*** Information given ***

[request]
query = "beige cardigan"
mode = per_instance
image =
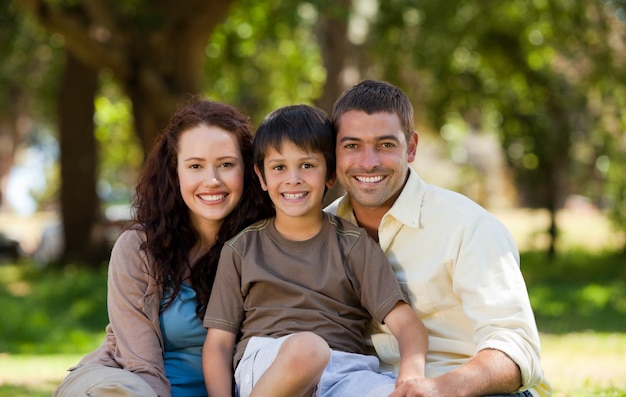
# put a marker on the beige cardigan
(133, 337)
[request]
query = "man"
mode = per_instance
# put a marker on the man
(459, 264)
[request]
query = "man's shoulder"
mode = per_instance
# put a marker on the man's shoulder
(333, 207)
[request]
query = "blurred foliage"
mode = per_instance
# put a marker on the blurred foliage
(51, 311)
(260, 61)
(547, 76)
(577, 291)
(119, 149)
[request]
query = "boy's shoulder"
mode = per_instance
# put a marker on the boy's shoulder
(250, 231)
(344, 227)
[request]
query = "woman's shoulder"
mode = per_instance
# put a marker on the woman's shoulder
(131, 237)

*** End of Information given ***
*** Information given ***

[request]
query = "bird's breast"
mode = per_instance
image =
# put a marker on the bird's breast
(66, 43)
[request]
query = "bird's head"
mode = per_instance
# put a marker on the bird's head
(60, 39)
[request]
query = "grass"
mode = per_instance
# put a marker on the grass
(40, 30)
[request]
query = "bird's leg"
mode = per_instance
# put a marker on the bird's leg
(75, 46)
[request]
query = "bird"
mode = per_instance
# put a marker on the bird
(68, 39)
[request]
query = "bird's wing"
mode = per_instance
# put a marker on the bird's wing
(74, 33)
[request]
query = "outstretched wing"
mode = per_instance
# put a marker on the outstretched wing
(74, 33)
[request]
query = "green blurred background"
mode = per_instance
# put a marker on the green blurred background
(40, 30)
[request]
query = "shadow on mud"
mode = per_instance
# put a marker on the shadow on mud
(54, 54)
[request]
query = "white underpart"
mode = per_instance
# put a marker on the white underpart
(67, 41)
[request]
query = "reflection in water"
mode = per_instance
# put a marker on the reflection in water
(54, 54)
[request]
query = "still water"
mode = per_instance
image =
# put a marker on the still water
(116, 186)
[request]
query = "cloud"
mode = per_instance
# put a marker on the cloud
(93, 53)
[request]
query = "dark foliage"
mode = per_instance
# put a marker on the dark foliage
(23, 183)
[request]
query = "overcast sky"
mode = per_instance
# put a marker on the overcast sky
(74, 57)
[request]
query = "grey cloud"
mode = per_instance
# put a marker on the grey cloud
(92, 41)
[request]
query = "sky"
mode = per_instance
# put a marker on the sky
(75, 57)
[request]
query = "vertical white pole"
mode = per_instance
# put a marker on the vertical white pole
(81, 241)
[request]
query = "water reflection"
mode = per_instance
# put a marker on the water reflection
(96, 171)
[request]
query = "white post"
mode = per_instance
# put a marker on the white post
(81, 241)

*** End of Information given ***
*** Information given ***

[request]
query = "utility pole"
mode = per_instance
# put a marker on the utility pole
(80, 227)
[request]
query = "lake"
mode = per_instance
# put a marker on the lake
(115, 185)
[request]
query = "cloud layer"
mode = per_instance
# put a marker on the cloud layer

*** End of Information given ***

[Prompt]
Each line of the entries above that includes the string "layer" should be copied out.

[Expected answer]
query = "cloud layer"
# put a marker on the cloud layer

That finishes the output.